Continue the text on bringing Autodesk Revit building models into Esri's ArcGIS, starting directly after its final sentence.

==== TEXT ====

When I asked about updates, Newman pulled out his phone, opened Esri Collector (the popular field asset mapping app), and he added a new survey monument to the corresponding feature in ArcGIS in the cloud. And that in turn showed up in the InfraWorks instance. Live, current, and rich geospatial content available to design engineers, construction professionals, asset managers, and more. I think about the decades we spent doing such things with “bailing wire and duct tape” solutions—I could not suppress a wide grin on seeing this demonstration

Initially, key developments from the partnership for the Esri community revolve around the ability to integrate Autodesk Revit models. The data-rich Revit BIM (building information models) will be able to feed essential interior elements to the soon-to-be-released ArcGIS Indoors mapping system and will be useful for fleshing out corresponding buildings in ArcGIS Urban, also forthcoming  We asked Jack Dangermond to outline the concepts behind this type of integration.

GS: Is this idea of using BIM models to flesh out city models a move towards the “digital twinning” we hear about?

JD: “I think it will happen building by building. Revit is just a fabulous technology; I haven’t used it but have seen it demonstrated. It is a little database of a building. It supports the integration of all pieces of a building, and it is a transaction database, so when it changes, like down the hall here happening (gesturing to some renovations going on), it is reflected. It is a 3D twin of a building primarily focused on document management. It is not focused on analytics; it is focused on generating graphics, views, engineering design support, and document management for a building—every screw, every light fixture. Every Revit model is different; and there can be many variations.

“Revit and other BIM authoring tools produce a level of detail to optimize the design and construction process.  But then there is the challenge of managing these built assets; in a campus you are dealing with tens of buildings while in a city landscape like Hong Kong there are hundreds and thousands.”

==== DATASET ENTRIES ====

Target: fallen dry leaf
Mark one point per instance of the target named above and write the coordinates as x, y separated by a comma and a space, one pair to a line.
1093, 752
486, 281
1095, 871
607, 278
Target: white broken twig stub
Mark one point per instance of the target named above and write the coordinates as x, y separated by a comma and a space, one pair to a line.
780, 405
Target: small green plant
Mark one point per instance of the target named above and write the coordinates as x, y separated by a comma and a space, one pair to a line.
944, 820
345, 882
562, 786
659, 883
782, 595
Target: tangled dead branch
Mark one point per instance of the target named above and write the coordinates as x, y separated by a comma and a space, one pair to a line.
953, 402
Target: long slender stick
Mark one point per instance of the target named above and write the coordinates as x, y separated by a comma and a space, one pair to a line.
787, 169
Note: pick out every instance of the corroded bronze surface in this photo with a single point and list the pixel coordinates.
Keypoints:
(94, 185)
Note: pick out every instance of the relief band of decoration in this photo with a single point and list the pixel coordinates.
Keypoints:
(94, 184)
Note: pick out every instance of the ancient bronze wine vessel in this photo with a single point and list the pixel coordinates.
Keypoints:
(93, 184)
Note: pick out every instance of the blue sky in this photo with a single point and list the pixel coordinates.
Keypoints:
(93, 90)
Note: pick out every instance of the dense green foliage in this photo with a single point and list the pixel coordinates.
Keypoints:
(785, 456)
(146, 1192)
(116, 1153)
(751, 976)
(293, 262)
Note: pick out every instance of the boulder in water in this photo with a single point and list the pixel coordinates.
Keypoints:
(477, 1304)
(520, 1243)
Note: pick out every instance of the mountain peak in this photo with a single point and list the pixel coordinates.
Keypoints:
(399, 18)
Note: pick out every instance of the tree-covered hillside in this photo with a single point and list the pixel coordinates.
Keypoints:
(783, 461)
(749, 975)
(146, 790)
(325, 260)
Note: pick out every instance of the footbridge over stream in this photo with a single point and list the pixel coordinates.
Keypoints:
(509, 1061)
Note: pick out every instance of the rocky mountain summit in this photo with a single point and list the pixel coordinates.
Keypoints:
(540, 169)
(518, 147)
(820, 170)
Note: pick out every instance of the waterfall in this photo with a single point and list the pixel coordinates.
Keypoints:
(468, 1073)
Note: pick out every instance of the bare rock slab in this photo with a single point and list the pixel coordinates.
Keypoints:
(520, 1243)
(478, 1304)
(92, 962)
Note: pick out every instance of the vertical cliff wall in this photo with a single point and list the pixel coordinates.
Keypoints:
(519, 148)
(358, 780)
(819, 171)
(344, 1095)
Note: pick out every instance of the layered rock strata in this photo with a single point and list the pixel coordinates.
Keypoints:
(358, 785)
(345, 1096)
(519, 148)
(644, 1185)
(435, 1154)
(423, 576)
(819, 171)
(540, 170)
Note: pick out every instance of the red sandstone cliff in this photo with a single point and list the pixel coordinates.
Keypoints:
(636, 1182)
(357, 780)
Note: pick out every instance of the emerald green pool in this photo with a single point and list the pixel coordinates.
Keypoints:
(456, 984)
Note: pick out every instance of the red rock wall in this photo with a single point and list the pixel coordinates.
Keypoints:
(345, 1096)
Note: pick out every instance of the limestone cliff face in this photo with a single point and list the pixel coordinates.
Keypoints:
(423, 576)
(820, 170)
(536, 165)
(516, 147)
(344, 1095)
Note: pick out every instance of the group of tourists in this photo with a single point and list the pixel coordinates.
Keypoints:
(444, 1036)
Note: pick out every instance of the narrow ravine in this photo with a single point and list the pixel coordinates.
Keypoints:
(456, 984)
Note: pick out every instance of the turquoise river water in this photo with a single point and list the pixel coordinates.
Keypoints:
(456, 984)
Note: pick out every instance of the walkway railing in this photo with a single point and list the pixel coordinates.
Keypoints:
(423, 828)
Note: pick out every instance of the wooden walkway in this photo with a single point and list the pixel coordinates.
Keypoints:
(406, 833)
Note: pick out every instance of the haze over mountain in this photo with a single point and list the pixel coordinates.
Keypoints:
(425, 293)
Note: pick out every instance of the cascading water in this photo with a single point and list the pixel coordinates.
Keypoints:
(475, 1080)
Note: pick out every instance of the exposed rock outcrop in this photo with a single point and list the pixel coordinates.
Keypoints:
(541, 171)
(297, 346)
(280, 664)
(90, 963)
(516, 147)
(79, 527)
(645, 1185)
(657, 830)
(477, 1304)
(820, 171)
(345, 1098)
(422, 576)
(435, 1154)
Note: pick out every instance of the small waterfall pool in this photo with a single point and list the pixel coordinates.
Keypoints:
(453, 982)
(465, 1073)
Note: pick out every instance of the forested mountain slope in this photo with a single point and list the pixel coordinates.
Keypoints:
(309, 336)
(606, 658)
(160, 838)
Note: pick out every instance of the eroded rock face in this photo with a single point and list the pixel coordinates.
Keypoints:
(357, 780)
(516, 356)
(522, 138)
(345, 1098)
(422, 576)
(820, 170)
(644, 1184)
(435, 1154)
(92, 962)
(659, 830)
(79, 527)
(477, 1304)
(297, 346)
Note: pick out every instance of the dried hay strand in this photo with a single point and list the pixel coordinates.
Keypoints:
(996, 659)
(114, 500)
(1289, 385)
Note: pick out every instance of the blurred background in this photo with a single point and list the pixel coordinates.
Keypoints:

====

EXERCISE ANSWER:
BIM is no longer limited to buildings and vertical construction; transportation, utilities, heavy civil are all adopting BIM models and digital workflows. The worlds of GIS and CAD have always bridged to some degree, but with global demands for new and modernized infrastructure, deeper partnerships are an imperative.

Services and Scenes

The ability to manage, almost without limitation, the data and models for an entire city, down to the interior of each building, is something that legacy CAD could not do and certainly that legacy GIS could not. But the way geospatial data is now handled, more as services, has revolutionized that in GIS.

If there is one key concept that we as surveyors and AEC professionals need to begin to understand better, it is that our legacy ways of dealing with data are not going to meet the coming “tsunami of data” (as Autodesk CTO Jeff Kowalski calls it) that has already arrived and will only grow.

Talk of “the cloud” is not passé and not just a buzz term for “someone else’s computers”; it enables these new ways of dealing with data, not as huge monolithic piles of big data but as efficiently accessed live data via “services.” And we are no longer hobbled by having to do full translations of data, with different tools for every data type and source. We asked Jack Dangermond to explain.

JD: “Part of the reason why this relationship is comparatively and relatively easy to implement is because we have moved from client-server to and everything-as-services-in-the-cloud platform. Let me explain more fully.

“We simply say modern GIS today is all services-based; every client talks to the database though services. So, if I’m on a desktop, I’m in ArcGIS Pro, I’m talking to an ArcGIS server through a services connection and a REST (representational state transfer) end point. I find it, connect to it; I’m never really dealing with the record change, I’m dealing with a view of the record change. And that means all the different clients that work at that level operate through REST end points, and those are open APIs. So that means that I can have distributed servers that are interconnected, and my clients can talk to those distributed services.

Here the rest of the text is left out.